## EXERCISE DIRECTIONS:
Take the lines below beginning at the line that has "Sample: <point>81,227</point>" and stopping after the line that has "Sample: <point>24,161</point>", and print them exactly as they are, with no other lines.

•••

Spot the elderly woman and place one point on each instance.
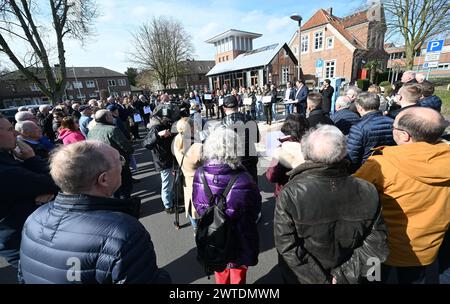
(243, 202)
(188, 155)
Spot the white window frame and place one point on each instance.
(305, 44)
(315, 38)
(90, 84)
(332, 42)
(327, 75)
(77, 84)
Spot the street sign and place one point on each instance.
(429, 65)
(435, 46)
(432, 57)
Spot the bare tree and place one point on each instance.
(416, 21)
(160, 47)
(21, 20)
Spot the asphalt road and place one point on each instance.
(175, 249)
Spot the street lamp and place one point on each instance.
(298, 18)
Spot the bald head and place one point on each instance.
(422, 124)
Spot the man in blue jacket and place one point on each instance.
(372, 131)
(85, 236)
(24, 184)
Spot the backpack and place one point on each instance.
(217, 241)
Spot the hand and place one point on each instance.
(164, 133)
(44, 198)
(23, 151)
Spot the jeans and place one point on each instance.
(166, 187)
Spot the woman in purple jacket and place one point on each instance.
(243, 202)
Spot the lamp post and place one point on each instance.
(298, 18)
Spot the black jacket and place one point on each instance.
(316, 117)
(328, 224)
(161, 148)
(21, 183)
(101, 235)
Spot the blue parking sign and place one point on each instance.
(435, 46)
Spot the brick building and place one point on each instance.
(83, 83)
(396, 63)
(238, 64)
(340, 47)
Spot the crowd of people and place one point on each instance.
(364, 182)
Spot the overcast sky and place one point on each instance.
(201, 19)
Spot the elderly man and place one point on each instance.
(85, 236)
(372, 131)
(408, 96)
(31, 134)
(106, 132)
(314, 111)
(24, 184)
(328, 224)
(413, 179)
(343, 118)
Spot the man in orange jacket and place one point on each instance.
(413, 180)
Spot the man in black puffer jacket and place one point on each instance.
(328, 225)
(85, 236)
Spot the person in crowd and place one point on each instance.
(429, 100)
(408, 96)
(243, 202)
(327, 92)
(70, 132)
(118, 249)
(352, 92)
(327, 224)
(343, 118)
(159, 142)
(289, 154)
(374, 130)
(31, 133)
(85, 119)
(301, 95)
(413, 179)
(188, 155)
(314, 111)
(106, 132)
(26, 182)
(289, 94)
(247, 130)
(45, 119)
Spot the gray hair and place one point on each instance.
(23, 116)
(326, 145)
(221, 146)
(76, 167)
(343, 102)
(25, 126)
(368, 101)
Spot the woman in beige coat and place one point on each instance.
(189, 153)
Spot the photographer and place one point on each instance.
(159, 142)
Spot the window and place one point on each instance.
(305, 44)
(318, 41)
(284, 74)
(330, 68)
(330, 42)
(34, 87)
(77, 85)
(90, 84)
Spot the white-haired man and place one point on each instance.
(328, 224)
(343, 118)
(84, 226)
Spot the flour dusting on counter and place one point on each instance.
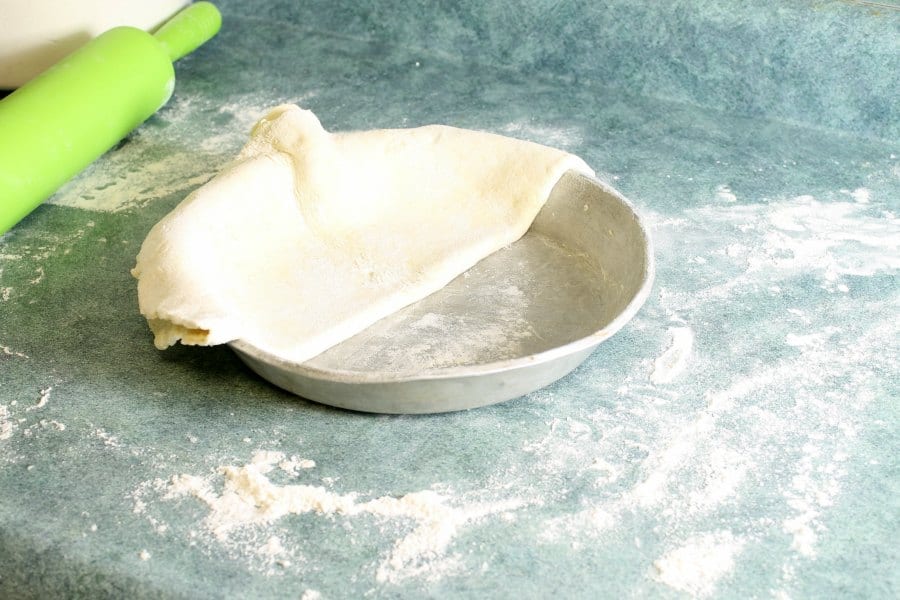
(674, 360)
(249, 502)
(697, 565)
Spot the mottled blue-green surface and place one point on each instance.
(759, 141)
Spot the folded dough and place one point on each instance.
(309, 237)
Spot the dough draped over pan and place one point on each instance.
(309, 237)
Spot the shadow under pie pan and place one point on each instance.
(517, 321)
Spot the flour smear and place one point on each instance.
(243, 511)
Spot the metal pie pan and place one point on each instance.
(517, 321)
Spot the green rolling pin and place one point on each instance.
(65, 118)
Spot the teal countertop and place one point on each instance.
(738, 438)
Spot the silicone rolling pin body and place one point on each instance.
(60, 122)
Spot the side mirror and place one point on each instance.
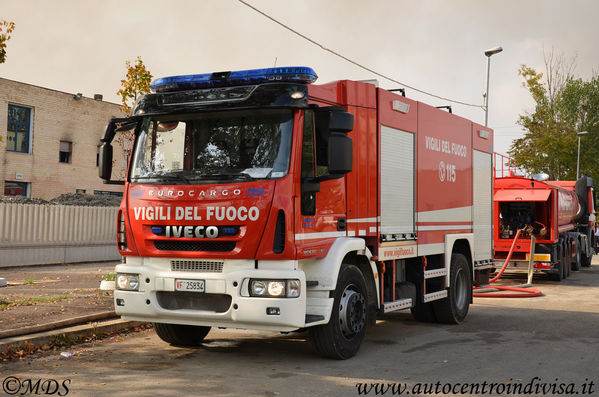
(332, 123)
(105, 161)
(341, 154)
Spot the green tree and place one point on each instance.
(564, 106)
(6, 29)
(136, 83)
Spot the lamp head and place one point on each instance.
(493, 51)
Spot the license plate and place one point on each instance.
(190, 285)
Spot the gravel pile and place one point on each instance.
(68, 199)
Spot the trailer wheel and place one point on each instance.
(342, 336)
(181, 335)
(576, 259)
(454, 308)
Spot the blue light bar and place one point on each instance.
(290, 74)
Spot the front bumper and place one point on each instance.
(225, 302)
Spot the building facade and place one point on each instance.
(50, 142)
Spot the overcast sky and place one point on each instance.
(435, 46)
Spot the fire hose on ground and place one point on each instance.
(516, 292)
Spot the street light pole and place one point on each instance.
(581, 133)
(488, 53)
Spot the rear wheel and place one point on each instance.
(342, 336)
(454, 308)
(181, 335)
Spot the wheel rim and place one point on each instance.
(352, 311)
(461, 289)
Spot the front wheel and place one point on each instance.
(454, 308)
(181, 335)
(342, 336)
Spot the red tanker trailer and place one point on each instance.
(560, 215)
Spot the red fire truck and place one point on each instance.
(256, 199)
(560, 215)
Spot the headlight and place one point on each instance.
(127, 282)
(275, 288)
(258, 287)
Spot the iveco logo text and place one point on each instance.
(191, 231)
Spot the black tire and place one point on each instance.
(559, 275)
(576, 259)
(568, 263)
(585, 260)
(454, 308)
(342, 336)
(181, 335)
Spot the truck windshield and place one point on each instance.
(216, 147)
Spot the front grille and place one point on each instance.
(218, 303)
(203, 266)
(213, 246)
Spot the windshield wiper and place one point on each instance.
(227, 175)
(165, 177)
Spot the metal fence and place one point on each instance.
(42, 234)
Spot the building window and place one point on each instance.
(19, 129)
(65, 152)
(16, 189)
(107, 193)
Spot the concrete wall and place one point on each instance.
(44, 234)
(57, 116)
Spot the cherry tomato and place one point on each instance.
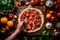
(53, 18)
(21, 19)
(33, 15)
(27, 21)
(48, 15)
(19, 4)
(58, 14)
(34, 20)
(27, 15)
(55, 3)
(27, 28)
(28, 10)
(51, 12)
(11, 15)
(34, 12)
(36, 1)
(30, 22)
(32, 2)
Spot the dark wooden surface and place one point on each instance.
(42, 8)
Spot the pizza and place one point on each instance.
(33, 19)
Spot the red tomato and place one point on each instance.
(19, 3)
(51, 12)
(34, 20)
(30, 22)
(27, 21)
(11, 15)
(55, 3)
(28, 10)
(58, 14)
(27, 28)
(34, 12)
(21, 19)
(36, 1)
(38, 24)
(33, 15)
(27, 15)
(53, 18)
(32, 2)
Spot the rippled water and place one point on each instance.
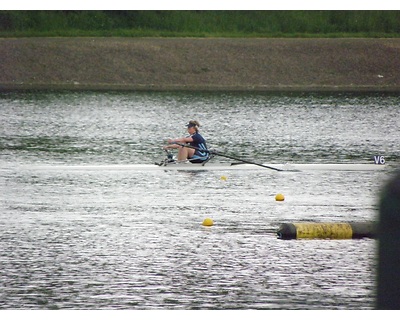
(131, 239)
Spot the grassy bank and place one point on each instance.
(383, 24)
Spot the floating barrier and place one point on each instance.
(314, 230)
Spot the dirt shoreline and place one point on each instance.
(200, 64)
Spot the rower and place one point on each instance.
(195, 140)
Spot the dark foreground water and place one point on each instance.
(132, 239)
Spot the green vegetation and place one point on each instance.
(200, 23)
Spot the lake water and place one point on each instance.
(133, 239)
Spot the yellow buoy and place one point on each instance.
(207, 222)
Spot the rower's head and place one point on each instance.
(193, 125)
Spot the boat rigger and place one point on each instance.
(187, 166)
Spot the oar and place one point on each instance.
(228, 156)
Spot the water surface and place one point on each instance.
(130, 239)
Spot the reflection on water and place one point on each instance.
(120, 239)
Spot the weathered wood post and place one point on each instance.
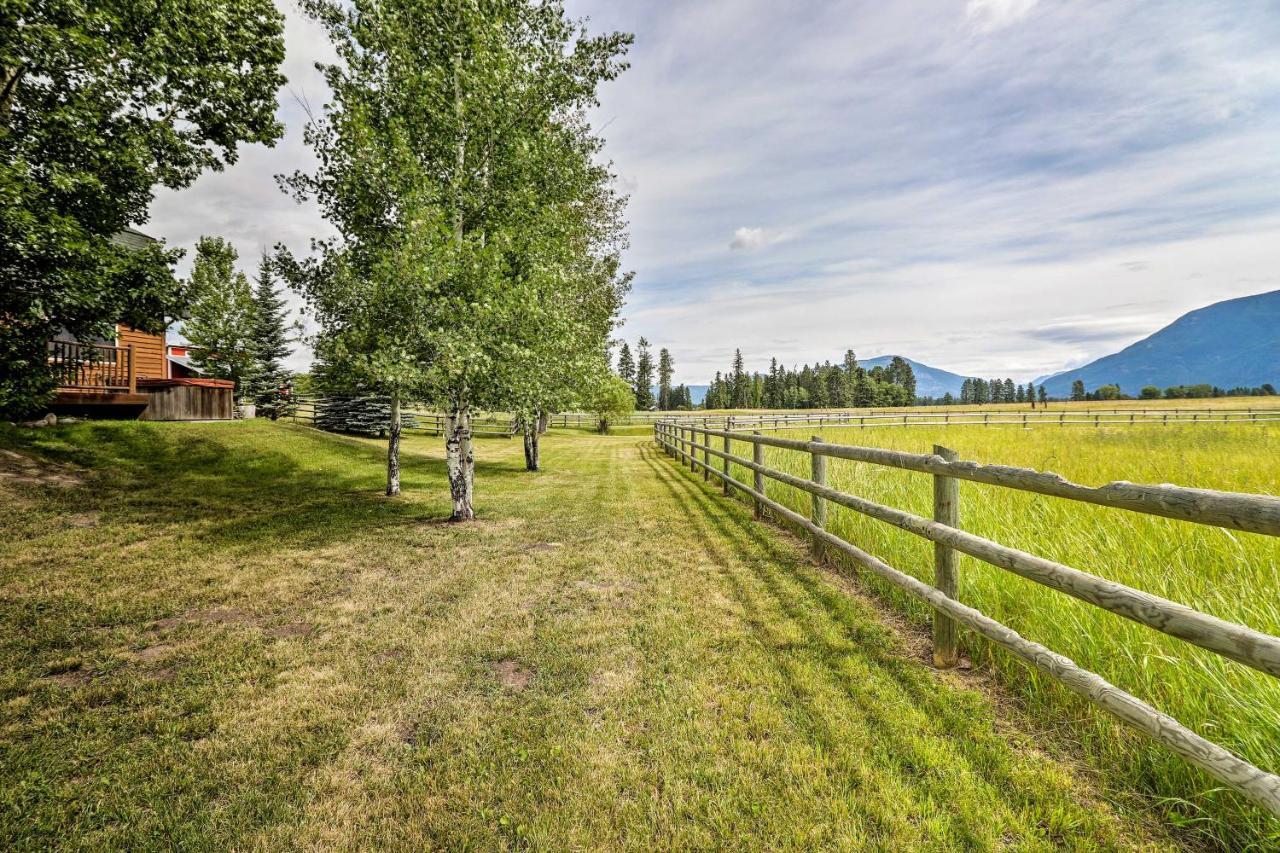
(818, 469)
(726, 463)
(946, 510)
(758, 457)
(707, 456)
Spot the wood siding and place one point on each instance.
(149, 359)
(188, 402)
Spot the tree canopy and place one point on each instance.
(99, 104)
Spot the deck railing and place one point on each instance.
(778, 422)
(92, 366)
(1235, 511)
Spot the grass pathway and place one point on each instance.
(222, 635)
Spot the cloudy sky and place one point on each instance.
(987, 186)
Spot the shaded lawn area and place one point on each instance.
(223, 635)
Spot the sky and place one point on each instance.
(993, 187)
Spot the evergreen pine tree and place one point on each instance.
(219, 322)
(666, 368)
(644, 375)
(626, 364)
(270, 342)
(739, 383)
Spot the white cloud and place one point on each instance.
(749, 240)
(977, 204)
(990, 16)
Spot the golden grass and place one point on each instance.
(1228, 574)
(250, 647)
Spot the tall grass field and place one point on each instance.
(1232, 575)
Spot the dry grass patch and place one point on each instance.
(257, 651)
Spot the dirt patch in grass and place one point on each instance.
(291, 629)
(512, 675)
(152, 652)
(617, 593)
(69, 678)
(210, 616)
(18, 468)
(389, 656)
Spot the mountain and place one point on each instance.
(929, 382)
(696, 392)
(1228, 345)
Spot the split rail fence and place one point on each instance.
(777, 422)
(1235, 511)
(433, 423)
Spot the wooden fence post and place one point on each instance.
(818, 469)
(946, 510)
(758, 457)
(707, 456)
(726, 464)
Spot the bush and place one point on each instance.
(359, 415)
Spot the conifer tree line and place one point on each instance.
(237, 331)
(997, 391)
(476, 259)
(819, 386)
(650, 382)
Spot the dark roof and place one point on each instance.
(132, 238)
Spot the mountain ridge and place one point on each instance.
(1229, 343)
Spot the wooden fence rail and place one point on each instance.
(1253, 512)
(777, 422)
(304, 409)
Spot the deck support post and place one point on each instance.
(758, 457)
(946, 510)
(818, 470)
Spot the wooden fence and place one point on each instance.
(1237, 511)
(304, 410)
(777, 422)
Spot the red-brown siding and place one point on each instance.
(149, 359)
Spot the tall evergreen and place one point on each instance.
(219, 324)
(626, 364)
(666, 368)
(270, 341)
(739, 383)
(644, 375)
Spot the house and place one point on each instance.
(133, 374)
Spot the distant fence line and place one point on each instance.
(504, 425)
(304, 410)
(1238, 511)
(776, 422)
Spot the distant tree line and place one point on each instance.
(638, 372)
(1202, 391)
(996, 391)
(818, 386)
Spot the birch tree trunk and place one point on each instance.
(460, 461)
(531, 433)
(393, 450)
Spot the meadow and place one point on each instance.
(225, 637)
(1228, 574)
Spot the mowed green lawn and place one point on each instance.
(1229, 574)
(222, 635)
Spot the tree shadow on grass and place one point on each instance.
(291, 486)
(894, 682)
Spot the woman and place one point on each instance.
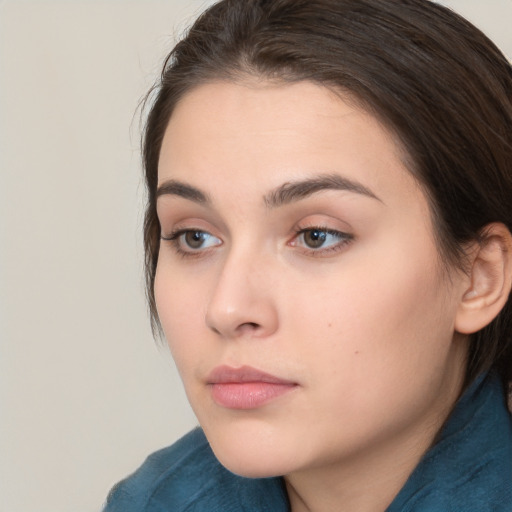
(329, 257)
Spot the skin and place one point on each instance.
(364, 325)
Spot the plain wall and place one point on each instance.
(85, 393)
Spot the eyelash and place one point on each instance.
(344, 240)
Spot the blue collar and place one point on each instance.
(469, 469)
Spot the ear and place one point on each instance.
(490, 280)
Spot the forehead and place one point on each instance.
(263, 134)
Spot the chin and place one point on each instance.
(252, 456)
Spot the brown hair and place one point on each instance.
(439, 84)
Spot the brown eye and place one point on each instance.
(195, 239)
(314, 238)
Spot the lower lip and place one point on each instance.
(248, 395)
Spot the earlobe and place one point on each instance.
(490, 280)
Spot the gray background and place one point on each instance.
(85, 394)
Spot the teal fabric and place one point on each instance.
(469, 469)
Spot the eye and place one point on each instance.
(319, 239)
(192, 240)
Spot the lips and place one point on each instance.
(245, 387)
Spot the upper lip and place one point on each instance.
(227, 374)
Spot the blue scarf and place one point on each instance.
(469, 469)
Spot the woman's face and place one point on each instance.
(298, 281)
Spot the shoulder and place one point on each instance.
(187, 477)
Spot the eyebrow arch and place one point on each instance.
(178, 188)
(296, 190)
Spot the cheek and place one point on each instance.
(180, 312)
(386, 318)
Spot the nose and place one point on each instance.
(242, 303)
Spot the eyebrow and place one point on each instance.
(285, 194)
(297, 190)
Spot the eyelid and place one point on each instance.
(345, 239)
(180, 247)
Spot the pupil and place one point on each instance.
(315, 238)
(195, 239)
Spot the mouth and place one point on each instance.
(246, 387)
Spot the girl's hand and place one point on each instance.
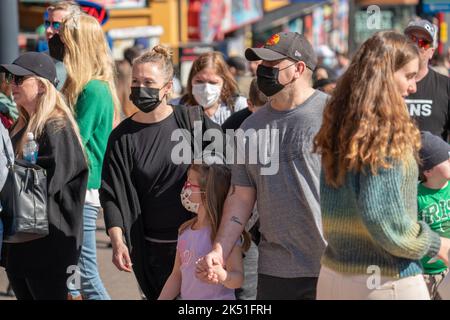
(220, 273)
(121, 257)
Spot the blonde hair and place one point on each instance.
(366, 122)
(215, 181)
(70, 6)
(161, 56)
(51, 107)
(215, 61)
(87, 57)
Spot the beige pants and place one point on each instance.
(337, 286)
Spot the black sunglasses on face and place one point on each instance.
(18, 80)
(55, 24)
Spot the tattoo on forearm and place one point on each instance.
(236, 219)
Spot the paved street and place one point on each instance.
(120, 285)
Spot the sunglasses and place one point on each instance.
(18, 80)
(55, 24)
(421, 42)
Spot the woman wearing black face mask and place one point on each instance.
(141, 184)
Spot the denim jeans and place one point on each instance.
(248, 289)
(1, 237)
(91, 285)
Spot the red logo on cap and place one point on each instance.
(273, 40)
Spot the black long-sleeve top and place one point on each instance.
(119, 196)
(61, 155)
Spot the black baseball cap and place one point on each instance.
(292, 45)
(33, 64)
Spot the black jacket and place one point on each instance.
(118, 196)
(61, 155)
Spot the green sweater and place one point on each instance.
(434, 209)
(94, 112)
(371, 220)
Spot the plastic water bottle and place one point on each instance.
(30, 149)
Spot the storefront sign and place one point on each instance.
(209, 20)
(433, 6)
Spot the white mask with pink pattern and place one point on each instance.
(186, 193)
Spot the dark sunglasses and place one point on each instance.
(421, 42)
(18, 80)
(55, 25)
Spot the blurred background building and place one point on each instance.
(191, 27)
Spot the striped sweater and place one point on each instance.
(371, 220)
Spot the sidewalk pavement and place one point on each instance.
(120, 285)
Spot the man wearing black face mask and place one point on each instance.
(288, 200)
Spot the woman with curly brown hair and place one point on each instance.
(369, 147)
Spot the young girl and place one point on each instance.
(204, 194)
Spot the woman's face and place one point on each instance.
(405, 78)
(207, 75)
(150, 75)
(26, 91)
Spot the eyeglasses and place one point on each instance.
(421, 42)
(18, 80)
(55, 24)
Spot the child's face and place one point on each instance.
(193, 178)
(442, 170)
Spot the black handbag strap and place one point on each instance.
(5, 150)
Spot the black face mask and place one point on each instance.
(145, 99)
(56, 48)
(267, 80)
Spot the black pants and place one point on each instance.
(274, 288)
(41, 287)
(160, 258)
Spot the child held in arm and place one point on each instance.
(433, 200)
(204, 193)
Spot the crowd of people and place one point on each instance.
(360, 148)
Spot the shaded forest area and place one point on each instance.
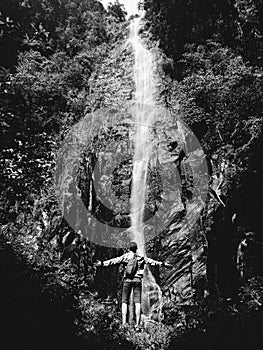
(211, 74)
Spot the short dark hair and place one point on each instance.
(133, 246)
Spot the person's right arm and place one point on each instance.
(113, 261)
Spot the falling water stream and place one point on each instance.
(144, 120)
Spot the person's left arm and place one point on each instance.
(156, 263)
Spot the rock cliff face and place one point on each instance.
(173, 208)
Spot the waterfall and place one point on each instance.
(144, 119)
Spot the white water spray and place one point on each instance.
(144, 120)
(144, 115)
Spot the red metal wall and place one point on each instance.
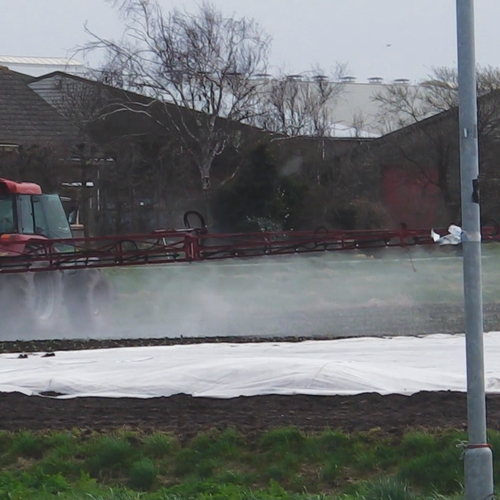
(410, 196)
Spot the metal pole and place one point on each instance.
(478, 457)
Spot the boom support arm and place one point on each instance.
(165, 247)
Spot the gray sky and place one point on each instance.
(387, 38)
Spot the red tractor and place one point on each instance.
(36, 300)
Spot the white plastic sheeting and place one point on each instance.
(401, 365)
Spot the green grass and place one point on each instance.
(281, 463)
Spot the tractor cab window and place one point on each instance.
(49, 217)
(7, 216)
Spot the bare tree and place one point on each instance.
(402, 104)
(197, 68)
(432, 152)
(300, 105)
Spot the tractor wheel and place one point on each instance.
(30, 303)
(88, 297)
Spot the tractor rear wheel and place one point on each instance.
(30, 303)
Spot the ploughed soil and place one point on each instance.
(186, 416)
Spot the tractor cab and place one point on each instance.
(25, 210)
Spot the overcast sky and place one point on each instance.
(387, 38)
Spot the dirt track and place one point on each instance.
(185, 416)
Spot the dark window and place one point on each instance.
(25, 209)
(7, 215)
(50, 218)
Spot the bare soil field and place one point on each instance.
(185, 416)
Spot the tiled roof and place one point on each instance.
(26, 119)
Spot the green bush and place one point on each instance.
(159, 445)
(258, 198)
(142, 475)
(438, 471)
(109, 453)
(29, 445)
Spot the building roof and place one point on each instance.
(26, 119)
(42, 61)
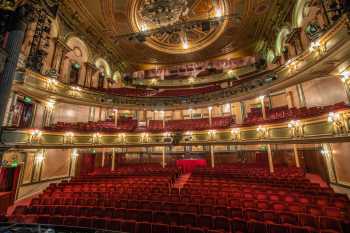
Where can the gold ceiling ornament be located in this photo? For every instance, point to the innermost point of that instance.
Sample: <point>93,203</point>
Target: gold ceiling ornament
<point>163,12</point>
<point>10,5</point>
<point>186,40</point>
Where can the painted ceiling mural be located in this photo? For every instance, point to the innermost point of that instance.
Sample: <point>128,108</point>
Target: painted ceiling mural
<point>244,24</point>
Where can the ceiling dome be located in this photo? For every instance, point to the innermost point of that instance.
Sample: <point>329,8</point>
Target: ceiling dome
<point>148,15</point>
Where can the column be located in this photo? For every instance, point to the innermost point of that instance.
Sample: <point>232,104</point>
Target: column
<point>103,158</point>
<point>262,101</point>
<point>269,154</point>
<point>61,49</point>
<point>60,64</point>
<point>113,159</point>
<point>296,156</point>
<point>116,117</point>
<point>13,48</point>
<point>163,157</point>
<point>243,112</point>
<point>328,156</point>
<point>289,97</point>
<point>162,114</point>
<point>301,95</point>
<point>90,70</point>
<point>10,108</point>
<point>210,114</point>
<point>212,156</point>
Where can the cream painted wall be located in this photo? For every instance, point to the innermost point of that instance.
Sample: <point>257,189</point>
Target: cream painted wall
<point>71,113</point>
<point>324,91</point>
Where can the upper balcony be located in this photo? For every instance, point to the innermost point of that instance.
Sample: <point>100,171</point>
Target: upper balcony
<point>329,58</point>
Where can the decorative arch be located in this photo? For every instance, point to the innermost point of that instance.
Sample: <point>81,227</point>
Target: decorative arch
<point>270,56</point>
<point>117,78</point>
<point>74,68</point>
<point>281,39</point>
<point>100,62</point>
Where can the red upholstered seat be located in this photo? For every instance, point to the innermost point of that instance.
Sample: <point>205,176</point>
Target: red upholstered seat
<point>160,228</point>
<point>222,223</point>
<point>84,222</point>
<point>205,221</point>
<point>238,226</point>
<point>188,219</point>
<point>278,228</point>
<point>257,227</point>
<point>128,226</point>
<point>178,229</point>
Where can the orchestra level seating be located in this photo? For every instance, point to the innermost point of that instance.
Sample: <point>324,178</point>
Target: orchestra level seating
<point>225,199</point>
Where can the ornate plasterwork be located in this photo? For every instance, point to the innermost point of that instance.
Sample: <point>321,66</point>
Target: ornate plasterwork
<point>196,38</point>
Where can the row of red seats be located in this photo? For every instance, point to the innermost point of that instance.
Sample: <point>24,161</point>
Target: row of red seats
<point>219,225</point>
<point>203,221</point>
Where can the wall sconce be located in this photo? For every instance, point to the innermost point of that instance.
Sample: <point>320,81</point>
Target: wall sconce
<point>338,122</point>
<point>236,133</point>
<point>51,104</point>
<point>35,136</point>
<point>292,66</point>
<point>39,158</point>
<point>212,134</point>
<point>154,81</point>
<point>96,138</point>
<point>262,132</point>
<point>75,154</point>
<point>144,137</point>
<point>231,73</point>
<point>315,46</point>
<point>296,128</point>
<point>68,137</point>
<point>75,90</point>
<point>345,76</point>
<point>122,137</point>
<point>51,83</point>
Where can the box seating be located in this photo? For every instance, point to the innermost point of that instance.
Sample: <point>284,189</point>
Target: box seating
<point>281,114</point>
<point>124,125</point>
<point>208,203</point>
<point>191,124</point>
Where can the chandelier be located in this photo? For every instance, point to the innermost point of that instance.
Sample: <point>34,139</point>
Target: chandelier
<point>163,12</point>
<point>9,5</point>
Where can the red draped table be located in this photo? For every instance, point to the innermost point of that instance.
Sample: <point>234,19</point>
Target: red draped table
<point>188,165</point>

•••

## ANSWER TO THIS EXERCISE:
Sample: <point>81,227</point>
Target: decorative arch
<point>270,56</point>
<point>117,78</point>
<point>74,68</point>
<point>281,39</point>
<point>100,62</point>
Where can the red upholstered seat be located in this photo? For every instance, point to the innermost point of that instance.
Sample: <point>205,176</point>
Target: red upholstered seat
<point>160,228</point>
<point>222,223</point>
<point>84,222</point>
<point>205,221</point>
<point>238,226</point>
<point>188,219</point>
<point>278,228</point>
<point>257,227</point>
<point>128,226</point>
<point>178,229</point>
Where can the orchestra level seating be located in this photo? For every instance, point to the innermost point of that instance.
Sample: <point>324,178</point>
Target: orchestra level seating
<point>225,199</point>
Where can the ornate plasterwork be located in this photo? For every instance, point to the innermost point of that instance.
Sample: <point>321,66</point>
Target: ornate plasterwork
<point>196,38</point>
Where can the row of red seats be located in this photo? For every instance, point to the innermost point of that instance.
Sample: <point>24,161</point>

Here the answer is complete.